Online Program

Accountable care activity in the states

Tuesday, November 5, 2013 : 5:10 p.m. - 5:30 p.m.

Michael Stanek, National Academy for State Health Policy, Portland, ME
Research Objective: States are at the forefront of efforts to design and implement innovative payment and delivery mechanisms that encourage accountability for costs and quality in health care delivery. With the support of The Commonwealth Fund, the National Academy for State Health Policy is identifying and tracking state activity to promote accountable care on an interactive map.

Study Design: Information on state initiatives was collected through internet research and literature review. To guide the research, a literature review and semi-structured interviews with experts were conducted to develop a definition of “accountable care activity” that captures essential features of accountable care arrangements without being unduly restrictive.

Principal Findings: As these new initiatives have continued to spread across the country, patterns have emerged in state approaches to fostering accountable care. Some states are explicitly cultivating accountable care organization (ACO) models, in line with federal efforts to use shared savings models in the Medicare program to support these models, while others are fostering the creation of new provider-led organizations not explicitly conceptualized as ACOs.

States are developing attribution models to define patient populations for the purpose of facilitating accountability. Some states, like Illinois and Oregon, plan to rely on active enrollment by beneficiaries. Other states, like Maine and Minnesota, will use claims analysis to attribute beneficiaries to providers participating in the accountable care initiative.

States are implementing payment mechanisms to encourage value. Their initiatives are employing payments aimed at fostering innovation and transitioning away from strict fee-for-service arrangements. Shared savings approaches are popular, layering new incentives for efficiency and quality on top of fee-for-service reimbursement. Shared savings is one payment model used in Illinois's approach, Minnesota's demonstration, and ACO-style models being fostered in Maine, Massachusetts, New York, and New Jersey.

States are developing performance measurement strategies to ensure accountability. Some states, like Maine and New York, will seek to align measurement approaches for their accountable care initiatives with the Medicare Shared Savings Program. Others, including Massachusetts and Minnesota, will rely more heavily on homegrown measurement systems.

Conclusions: Despite the range of approaches states are implementing, these exhibit key features of accountable care: responsibility for a defined population, payments linked to value for care provided to that population, and reliable performance measurement to accurately gauge value. States are developing attribution models to define patient populations for the purpose of facilitating accountability, implementing payment mechanisms to encourage value, developing performance measurement strategies to ensure accountability.

**Actions to take:**
- A) Name every U.S. state mentioned in the accountable care abstract above.
- B) Transcribe the part of the accountable care abstract above starting with "Online Program" and going on through "an interactive map.".

**Listed records:**
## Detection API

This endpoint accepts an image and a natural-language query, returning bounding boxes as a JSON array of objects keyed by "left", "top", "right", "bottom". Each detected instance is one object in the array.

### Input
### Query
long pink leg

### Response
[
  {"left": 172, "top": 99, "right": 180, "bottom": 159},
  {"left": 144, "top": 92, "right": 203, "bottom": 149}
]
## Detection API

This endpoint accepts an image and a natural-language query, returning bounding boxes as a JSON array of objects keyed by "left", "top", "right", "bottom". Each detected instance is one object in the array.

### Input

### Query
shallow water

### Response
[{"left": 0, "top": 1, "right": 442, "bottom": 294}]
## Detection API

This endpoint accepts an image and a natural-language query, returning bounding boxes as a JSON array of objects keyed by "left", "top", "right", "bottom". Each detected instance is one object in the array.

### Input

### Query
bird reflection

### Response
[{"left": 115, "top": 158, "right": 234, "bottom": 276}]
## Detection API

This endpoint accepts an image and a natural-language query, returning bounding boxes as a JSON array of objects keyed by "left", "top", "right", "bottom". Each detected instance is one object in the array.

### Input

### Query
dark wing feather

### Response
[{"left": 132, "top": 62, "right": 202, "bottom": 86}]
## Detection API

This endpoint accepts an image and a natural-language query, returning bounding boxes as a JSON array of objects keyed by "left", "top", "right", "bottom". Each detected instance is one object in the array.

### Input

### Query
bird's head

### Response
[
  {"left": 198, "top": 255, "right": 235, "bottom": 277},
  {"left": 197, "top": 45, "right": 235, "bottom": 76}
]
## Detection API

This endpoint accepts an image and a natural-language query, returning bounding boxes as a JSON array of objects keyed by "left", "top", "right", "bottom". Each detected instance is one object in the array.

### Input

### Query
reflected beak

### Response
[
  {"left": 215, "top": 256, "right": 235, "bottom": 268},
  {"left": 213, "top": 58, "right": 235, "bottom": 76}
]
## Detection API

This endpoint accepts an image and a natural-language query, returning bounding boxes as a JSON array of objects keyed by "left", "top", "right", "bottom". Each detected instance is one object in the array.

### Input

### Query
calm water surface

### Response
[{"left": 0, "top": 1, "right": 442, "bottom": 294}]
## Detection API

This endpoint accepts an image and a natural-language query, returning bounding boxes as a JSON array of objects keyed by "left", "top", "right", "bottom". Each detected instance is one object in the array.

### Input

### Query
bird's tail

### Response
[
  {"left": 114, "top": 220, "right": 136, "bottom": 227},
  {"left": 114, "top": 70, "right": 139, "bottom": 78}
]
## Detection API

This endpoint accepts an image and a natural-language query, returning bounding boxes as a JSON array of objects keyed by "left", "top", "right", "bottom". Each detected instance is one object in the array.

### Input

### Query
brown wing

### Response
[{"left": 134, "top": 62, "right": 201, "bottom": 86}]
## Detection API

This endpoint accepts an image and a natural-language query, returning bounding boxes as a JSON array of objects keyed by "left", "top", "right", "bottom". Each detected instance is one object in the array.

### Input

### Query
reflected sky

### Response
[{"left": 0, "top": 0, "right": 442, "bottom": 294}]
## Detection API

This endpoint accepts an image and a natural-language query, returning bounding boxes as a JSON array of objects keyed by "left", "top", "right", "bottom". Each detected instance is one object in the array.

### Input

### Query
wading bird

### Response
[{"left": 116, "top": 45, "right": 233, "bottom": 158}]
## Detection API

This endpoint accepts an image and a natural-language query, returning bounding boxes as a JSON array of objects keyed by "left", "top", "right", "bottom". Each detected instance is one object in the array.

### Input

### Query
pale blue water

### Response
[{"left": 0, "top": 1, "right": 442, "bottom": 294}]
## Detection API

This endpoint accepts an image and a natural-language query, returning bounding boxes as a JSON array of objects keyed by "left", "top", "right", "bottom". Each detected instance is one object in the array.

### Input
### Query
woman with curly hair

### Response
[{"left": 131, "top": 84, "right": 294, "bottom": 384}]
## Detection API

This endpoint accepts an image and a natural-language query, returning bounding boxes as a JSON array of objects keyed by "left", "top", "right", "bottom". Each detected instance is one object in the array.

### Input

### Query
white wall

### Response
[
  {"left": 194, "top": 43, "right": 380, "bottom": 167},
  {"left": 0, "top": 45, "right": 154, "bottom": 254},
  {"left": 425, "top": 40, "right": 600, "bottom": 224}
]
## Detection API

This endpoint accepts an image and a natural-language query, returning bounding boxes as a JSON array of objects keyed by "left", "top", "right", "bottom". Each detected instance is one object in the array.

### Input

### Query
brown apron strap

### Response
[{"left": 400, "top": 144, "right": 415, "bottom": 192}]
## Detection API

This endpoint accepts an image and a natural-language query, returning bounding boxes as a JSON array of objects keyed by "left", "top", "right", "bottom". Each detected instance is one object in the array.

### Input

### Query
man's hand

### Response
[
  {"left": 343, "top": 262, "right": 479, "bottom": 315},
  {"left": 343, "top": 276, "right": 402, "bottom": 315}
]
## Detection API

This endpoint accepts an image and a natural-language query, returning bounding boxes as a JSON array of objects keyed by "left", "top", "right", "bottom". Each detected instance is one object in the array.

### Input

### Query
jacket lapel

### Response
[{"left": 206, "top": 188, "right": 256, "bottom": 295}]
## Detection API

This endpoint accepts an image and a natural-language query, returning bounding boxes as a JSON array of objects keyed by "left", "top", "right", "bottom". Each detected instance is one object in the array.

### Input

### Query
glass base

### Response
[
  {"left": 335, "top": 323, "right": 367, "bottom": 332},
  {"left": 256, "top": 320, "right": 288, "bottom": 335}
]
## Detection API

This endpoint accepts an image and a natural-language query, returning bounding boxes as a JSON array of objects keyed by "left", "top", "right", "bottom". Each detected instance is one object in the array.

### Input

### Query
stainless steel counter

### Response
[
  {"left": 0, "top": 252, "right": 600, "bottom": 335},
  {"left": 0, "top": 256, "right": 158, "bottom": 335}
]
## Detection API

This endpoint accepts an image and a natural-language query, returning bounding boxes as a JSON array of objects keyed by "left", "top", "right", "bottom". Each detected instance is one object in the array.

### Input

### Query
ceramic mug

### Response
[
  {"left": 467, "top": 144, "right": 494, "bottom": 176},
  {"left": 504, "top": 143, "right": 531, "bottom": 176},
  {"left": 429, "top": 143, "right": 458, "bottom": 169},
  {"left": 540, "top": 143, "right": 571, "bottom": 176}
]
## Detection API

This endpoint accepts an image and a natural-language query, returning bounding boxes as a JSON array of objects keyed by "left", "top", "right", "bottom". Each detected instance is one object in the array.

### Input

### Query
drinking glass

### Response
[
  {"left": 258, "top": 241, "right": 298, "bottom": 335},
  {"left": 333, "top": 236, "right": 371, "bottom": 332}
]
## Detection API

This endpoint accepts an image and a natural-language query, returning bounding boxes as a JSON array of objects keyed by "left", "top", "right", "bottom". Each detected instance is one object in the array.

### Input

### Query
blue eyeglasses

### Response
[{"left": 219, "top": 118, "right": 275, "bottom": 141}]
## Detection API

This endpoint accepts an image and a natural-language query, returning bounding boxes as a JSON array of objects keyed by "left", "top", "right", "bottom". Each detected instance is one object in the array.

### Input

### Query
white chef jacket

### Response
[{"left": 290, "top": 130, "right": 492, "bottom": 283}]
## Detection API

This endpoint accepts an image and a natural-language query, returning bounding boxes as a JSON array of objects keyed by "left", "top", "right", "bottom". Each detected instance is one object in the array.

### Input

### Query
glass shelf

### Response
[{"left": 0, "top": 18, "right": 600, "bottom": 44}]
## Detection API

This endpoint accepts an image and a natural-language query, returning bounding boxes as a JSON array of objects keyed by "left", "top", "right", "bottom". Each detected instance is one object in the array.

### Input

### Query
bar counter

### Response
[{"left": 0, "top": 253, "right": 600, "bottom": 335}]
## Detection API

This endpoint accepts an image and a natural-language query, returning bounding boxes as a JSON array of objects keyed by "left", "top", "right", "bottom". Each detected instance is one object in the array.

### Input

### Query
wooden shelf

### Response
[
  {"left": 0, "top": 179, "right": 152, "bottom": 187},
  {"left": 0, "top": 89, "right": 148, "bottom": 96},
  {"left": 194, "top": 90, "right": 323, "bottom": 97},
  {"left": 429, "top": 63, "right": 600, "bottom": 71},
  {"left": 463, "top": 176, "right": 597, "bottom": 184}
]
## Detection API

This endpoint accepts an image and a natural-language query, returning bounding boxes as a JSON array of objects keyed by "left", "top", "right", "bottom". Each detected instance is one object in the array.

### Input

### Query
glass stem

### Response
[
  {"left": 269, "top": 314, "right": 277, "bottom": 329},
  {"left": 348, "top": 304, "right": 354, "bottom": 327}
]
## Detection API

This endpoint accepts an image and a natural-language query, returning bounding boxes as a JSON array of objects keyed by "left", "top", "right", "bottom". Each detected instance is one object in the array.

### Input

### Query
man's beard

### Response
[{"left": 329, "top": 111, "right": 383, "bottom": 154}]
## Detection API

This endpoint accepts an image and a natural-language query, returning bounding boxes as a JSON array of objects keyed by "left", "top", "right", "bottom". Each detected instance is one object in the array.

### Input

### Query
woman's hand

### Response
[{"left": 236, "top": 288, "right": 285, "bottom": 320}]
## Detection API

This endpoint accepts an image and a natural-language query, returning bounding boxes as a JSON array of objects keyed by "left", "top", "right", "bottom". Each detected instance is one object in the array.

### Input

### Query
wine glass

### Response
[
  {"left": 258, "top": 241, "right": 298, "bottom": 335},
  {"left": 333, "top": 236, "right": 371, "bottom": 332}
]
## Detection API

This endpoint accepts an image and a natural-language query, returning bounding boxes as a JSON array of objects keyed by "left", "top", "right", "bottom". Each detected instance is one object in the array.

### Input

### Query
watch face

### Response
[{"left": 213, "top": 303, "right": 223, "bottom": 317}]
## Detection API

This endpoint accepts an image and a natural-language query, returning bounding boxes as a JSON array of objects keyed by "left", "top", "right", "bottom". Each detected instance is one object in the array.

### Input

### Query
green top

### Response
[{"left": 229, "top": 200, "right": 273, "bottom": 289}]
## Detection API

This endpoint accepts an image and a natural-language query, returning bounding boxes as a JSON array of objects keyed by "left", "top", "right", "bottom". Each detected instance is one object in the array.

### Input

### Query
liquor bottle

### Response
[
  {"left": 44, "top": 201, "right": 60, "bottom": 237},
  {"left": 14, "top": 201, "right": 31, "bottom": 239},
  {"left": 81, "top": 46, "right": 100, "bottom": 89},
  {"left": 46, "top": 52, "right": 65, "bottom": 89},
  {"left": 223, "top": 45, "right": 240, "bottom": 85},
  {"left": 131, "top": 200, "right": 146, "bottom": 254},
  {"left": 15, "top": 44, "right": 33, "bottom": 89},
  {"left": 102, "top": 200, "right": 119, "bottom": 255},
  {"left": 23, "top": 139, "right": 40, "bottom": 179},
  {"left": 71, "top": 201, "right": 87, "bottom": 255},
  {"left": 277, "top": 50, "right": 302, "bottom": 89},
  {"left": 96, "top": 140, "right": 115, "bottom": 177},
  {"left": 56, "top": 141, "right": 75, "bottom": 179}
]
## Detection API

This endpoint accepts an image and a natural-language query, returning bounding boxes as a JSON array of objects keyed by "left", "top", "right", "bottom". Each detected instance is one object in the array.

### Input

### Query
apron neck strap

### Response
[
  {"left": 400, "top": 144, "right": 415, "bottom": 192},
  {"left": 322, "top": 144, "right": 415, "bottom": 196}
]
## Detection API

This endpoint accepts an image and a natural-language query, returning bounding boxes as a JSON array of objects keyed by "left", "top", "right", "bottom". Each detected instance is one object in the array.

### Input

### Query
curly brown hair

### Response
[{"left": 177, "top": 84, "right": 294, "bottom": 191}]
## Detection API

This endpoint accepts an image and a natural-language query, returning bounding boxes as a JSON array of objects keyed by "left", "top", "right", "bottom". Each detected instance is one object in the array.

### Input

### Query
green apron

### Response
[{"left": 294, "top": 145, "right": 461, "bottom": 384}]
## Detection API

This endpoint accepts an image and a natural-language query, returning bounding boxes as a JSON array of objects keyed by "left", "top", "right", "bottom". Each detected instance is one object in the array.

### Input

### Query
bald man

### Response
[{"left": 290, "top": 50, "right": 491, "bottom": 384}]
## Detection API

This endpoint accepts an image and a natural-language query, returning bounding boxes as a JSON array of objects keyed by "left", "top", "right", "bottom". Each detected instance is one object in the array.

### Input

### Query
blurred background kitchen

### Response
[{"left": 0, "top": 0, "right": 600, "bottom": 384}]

**Task results:**
- A) Illinois, Oregon, Maine, Minnesota, Massachusetts, New York, New Jersey

- B)
Online Program

Accountable care activity in the states

Tuesday, November 5, 2013 : 5:10 p.m. - 5:30 p.m.

Michael Stanek, National Academy for State Health Policy, Portland, ME
Research Objective: States are at the forefront of efforts to design and implement innovative payment and delivery mechanisms that encourage accountability for costs and quality in health care delivery. With the support of The Commonwealth Fund, the National Academy for State Health Policy is identifying and tracking state activity to promote accountable care on an interactive map.